===== Extract =====

We are in a strange and dark time in our nation’s
history. We are a two-party
country. For much of the time the two
parties possessed enough diversity that whichever one proposed policies that
were beneficial there would be enough crossover votes to pass legislation. When the votes came up for the major
legislation on civil rights and social legislation of the 1960s, Democrats
could depend on enough assistance from socially liberal Republicans to gain
passage. That has all changed. When Obama labored to pass the Affordable Care
Act, he received no support from the Republican Party. The sixties would see the nomination of Barry
Goldwater and the success of the segregationist George Wallace as a national
candidate. Both republican presidents
Nixon and Reagan noticed and made it clear that anyone with racist tendencies
would be welcome in their party. The
conservative, anti-civil rights southern democrats would all move to the
Republican Party, giving it a policy lean that would be uncomfortable to
moderate republicans who would gradually disappear.
The Democratic and Republican Parties have become
ideological opposites with each viewing the other as an existential
threat. The last time we found ourselves
in such a state was prior to the Civil War.
The defining issue then was slavery and the fate of millions of black
people whose ancestors had been brought to the nation against their will. It has remained a major issue up to this day.
The current Republican Party is built on a base
consisting of wealthy would-be oligarchs, status-threatened whites, and the right-wing
religious. It is no accident that the
former slave states form the base of the Republican Party and that the
contention with the Democratic Party is essentially racial in nature. To justify slavery, southern religious groups
had to shed Christian teachings and reach back to the Old Testament and its ancient
views. Accepting slavery had to be
consistent with an extreme version of private property rights which would make
the religious ideal pawns for the wealthy who like to think of taxation as a
form of theft. Slavery worked in the
South because the wealthy could use the threat of slave labor as a means of
keeping white wages low but then balancing that with the promise that the sorriest
white would always to superior to best of the slaves. They might be dirt poor, but they could dream
of owning a slave one day.
The conditions leading to the Civil War centered on the
institution of slavery and were thus racial in nature. To claim that the current political standoff
is still racial requires some explanation.
Let us first gather some historical insight.
Historians, social scientists, and political analysts
have often been moved to use a phrase similar to “the southernization of
America” to describe the process by which the Republican Party was reconfigured
to take its current form and the white working class switched from seeking the
economic benefits promised by Democrats to pursuing the cultural values
promoted by Republicans. Could it be
that southern values propagated out of the South with the huge migrations that
dispersed throughout the rest of the nation during the twentieth century? James N. Gregory is a history professor at
the University of Washington who believes that to be the case. He presents his data and conclusions in The Southern Diaspora: How the Great Migrations of Black and White Southerners Transformed America (2005).

===== Extracted entries =====

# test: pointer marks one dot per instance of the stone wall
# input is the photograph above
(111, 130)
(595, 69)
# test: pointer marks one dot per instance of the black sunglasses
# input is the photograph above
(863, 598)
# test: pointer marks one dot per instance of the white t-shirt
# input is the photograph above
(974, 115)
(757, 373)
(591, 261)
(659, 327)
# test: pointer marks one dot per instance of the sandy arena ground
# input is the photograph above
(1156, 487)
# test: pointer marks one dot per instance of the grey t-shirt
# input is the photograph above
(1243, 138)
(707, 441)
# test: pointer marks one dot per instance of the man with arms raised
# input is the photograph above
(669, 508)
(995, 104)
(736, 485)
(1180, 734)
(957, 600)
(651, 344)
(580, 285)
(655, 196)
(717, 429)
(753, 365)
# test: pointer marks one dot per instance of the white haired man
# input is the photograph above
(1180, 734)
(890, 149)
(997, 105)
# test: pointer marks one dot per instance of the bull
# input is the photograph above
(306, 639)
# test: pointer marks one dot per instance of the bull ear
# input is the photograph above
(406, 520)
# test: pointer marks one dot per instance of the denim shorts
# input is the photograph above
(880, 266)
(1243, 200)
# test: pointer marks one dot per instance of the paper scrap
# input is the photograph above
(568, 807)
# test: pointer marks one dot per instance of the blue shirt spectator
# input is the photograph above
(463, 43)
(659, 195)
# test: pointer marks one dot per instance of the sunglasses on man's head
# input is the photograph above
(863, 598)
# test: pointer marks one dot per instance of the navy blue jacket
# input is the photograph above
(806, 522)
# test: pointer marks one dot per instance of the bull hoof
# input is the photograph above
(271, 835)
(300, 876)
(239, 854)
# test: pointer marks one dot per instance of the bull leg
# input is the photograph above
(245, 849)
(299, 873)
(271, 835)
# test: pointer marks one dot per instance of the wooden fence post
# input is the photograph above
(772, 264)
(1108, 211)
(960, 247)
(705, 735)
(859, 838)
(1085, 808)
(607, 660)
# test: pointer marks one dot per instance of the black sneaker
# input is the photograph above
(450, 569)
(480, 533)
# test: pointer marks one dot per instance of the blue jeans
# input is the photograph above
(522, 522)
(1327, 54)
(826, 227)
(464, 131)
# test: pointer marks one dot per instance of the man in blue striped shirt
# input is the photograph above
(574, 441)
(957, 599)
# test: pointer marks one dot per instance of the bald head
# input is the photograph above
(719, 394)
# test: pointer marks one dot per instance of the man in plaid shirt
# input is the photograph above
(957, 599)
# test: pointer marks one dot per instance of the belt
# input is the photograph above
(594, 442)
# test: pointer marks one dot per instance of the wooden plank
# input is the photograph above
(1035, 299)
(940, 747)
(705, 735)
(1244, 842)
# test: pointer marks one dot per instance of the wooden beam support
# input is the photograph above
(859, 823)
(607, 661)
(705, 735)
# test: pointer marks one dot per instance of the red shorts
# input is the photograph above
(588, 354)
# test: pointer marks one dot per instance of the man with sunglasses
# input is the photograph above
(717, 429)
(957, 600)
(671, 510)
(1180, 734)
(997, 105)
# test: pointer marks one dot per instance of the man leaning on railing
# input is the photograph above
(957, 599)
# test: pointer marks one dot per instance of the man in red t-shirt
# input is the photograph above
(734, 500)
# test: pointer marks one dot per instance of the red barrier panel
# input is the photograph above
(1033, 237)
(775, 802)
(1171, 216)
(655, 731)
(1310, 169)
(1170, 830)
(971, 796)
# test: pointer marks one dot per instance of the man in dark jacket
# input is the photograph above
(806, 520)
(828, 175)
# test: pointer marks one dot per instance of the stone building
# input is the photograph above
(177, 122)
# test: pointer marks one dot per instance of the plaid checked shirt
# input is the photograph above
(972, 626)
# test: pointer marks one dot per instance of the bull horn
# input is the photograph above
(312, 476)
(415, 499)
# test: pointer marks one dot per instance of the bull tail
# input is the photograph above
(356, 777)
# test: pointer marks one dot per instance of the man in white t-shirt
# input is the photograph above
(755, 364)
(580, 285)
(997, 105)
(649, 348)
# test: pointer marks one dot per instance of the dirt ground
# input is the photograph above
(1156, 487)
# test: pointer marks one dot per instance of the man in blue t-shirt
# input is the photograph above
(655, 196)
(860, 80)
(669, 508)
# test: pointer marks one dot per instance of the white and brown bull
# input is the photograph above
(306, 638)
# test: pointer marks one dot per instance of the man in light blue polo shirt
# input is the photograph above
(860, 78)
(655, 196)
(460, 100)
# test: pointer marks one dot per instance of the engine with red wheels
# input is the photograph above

=====

Exercise instructions:
1. List every person mentioned by name in the essay on the two-party divide.
2. Answer these questions from the essay on the two-party divide, one per line:
(a) Which act did Obama labor to pass without Republican support?
(b) At which university is James N. Gregory a history professor?
(c) In what year did The Southern Diaspora appear?
3. Pick up the essay on the two-party divide where it stops and keep writing.

Results of the tasks:
1.
Obama
Barry Goldwater
George Wallace
Nixon
Reagan
James N. Gregory

2.
(a) The Affordable Care Act
(b) The University of Washington
(c) 2005

3.
The migration of Blacks from the South to the cities of
the North and West has been referred to as “The Great Migration.” The migration of whites from the South over
the same period was much larger, but much less studied. Gregory provides this summary of what his
investigations demonstrated.
“This book is about what may be
the most momentous internal population movement of the twentieth century, the
relocation of black and white Americans from the farms and towns of the South
to the cities and suburbs of the North and West. In the decades before the South became the
Sun Belt, 20 million southerners left the region. In doing so, they changed America. They transformed American religion, spreading
Baptist and Pentecostal churches and reinvigorating evangelical Protestantism,
both black and white versions. They
transformed American popular culture, especially music. The development of blues, jazz, gospel,
R&B, and hillbilly and country music all depended on the southern
migrants. The Southern Diaspora
transformed American racial hierarchies, as black migrants in the great cities
of the North and West developed institutions and political practices that
enabled the modern civil rights movement.
The Southern Diaspora also helped reshape American conservatism,
contributing to new forms of white working-class and suburban politics. Indeed, most of the great political
realignments of the second half of the twentieth century had something to do
with the population movements out of the South.”
“In the Great Migration era of
the early twentieth century, when African Americans moved north for the first
time in large numbers and established much-noticed communities in the major
cities, less-noticed white southerners actually outnumbered them roughly two to
one. The margins became larger after
1950 and still larger as the century drew to a close. Over the course of the twentieth century,
more than 28 million southerners left their home region—28 percent were African
Americans, 68 percent were non-Hispanic whites, and 4 percent southern-born
Latinos, Tejanos mostly, who had been joining the flow north and west since
World War II.”
Gregory provides a breakdown of where former southerners
lived in 1970 by region. By far, the
most densely settled regions are what he refers to as the Pacific (California,
Oregon and Washington) and the East North Central (Wisconsin, Michigan,
Illinois, Indiana, and Ohio).
“In 1970, 12 percent of
California residents were southern born.
This was proportionally similar to Ohio, where 1.4 million southerners
of both races lived, and to Indiana, which was home to 617,000. In Illinois, where former southerners
numbered close to a million, and Michigan, where there were more than 800,000,
they constitute 9 percent of the population.”
The thing about migrants is that they tend to head towards
regions where they will be welcome, where the culture they bring will be
tolerated. They will follow earlier
migrants to where they can congregate. Consider
California as an example. It saw a huge
influx of migrants from Oklahoma, Arkansas, and Texas during the depression
years. Many of them settled in the
Central Valley where agricultural jobs were available and became a significant
fraction of the population. California
is today, politically, two states: the coast and the inland region. It is perhaps the most liberal state in the
union because most of the voters live on the coast where the settlers had
mostly non-southern origins. The inland
parts of the state are highly conservative, differing little in political views
from those found today in Oklahoma, Arkansas, and Texas.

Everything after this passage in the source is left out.